- Source extract:
8th. Moved at half-past 6 A. M., encamped for the night near Eden at half-past 3 P. M. Distance marched, fourteen miles.

9th. Marched at seven o'clock A. M., encamped for the night at six P. M. Distance marched, eight miles.

10th. Moved at nine o'clock A. M., via Savannah road, encamped for the night near the five-mile post. Distance marched, ten miles.

11th. Went into position in line about four miles from Savannah, where we remained until

21st. At four o'clock A. M., moved toward Savannah, and entered the city just at daylight. Annexed, I have the honor to forward a list of casualties for the period herein mentioned.

Very respectfully, your obedient servant,

Thomas M. Walker, Lieut.-Colonel Commanding One Hundred and Eleventh Regiment Pennsylvania Veteran Volunteers. Captain Oliver T. May, A. A. A. Gen., Third Brigade, Second Division, Twentieth Army Corps.

List of casualties in the One Hundred and Eleventh regiment Pennsylvania veteran volunteers, from November sixteenth to November twenty-first, 1864, inclusive:

Thomas Brown, private, company B, wounded in face, slightly.

Brigadier-General Ward's Report.

headquarters Third division, Twentieth army corps, Cheves' house, South-Carolina, January 4, 1865.
Lieutenant-Colonel H. W. Perkins, Assistant Adjutant-General, Twentieth Army Corps:
Colonel: I have the honor to submit the following report of operations of this division, from the occupation of Atlanta, September second, 1864, to the occupation of Savannah, December twenty-first, 1864.

September 2.--A report has already been forwarded of the capture of Atlanta, and of the position of troops in the city, so that it is now unnecessary to repeat.

The troops remained in the same position until September twenty-third, when the First brigade and one regiment (Twenty-sixth Wisconsin) of the Third brigade were moved to the railroad bridge, over the Chattahoochee River, where they remained until the commencement of the campaign just ended. Of the foraging parties sent out from Atlanta and the railroad bridge, I know nothing myself, having been home on leave of absence. Inclosed, I forward the report of Colonel Daniel Dustin, One Hundred and Fifth Illinois volunteer infantry, who commanded the division during my absence; also the reports of Assistant-Quartermaster and Commissary of Subsistence, as to amounts of forage and subsistence taken from the country at that time.

On the fifth day of December, pursuant to an order received from Major-General Slocum, the division moved out of town, on the McDonough road; but was ordered to its old camp the next morning.

- Problem details: Would you extract everything in the campaign report from "Thomas M. Walker, Lieut.-Colonel" down to "Brigadier-General Ward's Report.", word for word? The data has no connection to the campaign report.

- Source material:

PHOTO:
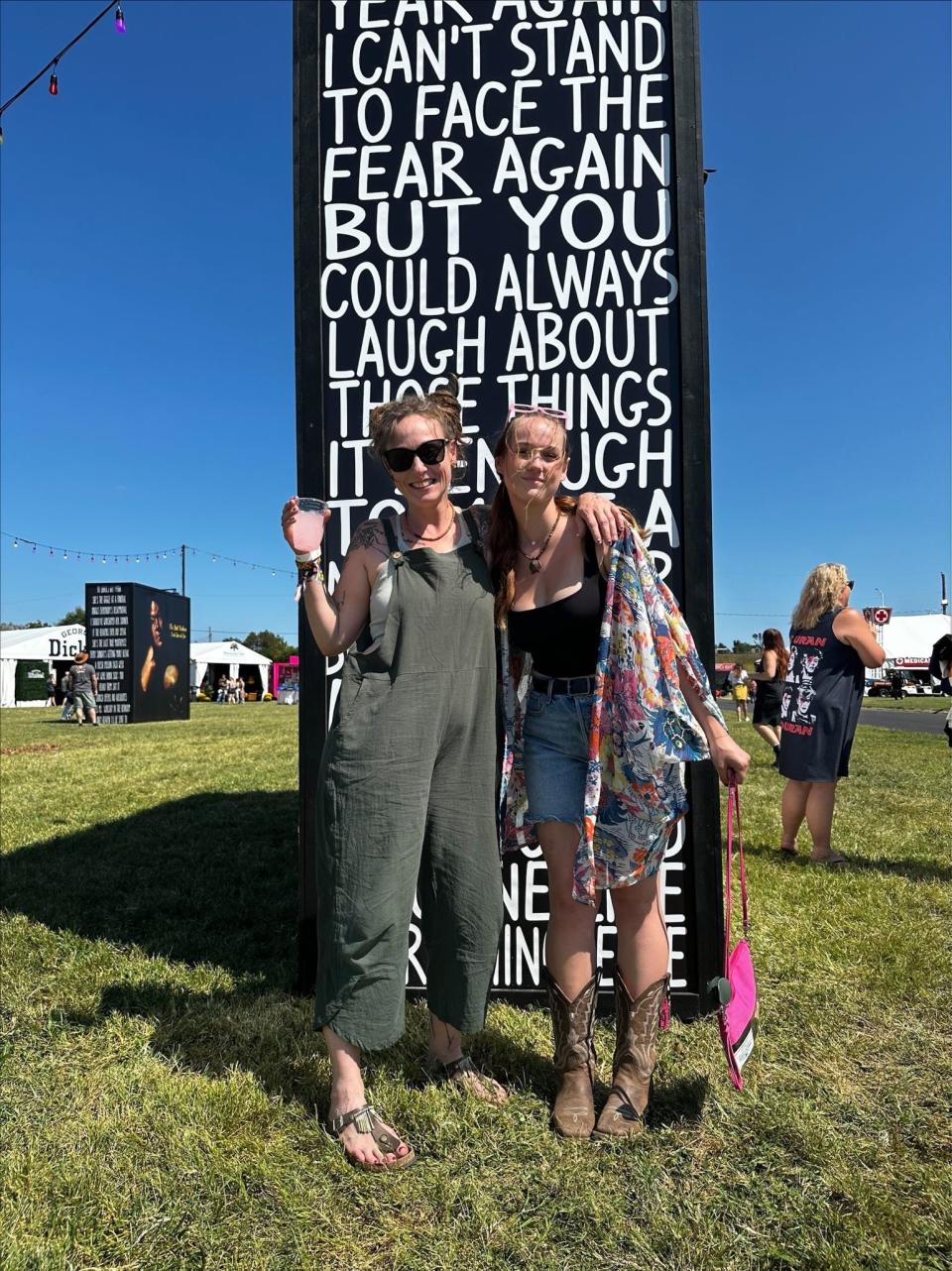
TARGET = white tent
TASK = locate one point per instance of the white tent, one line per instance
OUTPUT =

- Result for this exercise:
Thomas M. Walker, Lieut.-Colonel Commanding One Hundred and Eleventh Regiment Pennsylvania Veteran Volunteers. Captain Oliver T. May, A. A. A. Gen., Third Brigade, Second Division, Twentieth Army Corps.

List of casualties in the One Hundred and Eleventh regiment Pennsylvania veteran volunteers, from November sixteenth to November twenty-first, 1864, inclusive:

Thomas Brown, private, company B, wounded in face, slightly.

Brigadier-General Ward's Report.